How to complete this task: The whole of the data, every line, should come back exactly the same.

Listed records:

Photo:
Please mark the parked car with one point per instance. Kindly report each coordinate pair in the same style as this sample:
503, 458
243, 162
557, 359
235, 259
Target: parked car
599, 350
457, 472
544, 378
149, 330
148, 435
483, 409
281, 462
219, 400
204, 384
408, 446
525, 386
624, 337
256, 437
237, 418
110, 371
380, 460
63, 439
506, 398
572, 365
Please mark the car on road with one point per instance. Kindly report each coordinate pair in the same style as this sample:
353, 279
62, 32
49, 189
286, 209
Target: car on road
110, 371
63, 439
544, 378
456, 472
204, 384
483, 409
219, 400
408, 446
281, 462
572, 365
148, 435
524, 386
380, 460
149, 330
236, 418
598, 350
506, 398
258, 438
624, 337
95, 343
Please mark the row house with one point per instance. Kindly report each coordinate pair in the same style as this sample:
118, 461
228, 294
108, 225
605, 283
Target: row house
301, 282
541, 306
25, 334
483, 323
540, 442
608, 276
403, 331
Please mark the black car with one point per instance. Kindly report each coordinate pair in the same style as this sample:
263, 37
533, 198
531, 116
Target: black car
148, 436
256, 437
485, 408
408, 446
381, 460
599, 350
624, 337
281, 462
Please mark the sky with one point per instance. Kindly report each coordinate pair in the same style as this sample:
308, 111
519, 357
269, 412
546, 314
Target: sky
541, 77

Result for this task:
Photo:
Please mark the parked car with one point per instance. Kindly report each coordinate pair in the same style as this sample:
503, 458
243, 162
557, 359
235, 259
Target: parked car
599, 350
457, 472
544, 378
149, 330
148, 435
483, 409
281, 462
219, 400
204, 384
408, 446
525, 386
624, 337
256, 437
237, 418
110, 371
380, 460
63, 439
506, 398
572, 365
Please mark the car on road with one point per instance. Kindly report each coordinate pair in the same style as this sample:
353, 279
62, 32
49, 189
286, 209
Target: car on road
110, 371
63, 439
544, 378
456, 472
204, 384
483, 409
219, 400
408, 446
281, 462
572, 365
148, 435
524, 386
380, 460
149, 330
236, 418
598, 350
506, 398
258, 438
624, 337
95, 343
Please mark the row house with one point per instance. Kindly report each coordinate pair in the same style as this sample:
118, 461
228, 294
108, 225
605, 283
Target: row house
301, 282
541, 306
25, 334
483, 323
540, 442
608, 276
403, 331
Please mark the black car with one point per instance. Kindly report each coordinate pair in the same style as this sample:
263, 37
533, 198
531, 116
Target: black car
148, 436
256, 437
485, 408
408, 446
381, 460
599, 350
624, 337
281, 462
Please mark the sky with one point per instance. Kindly report each coordinate pair in the same style as this sample:
308, 111
519, 357
269, 412
546, 314
Target: sky
541, 77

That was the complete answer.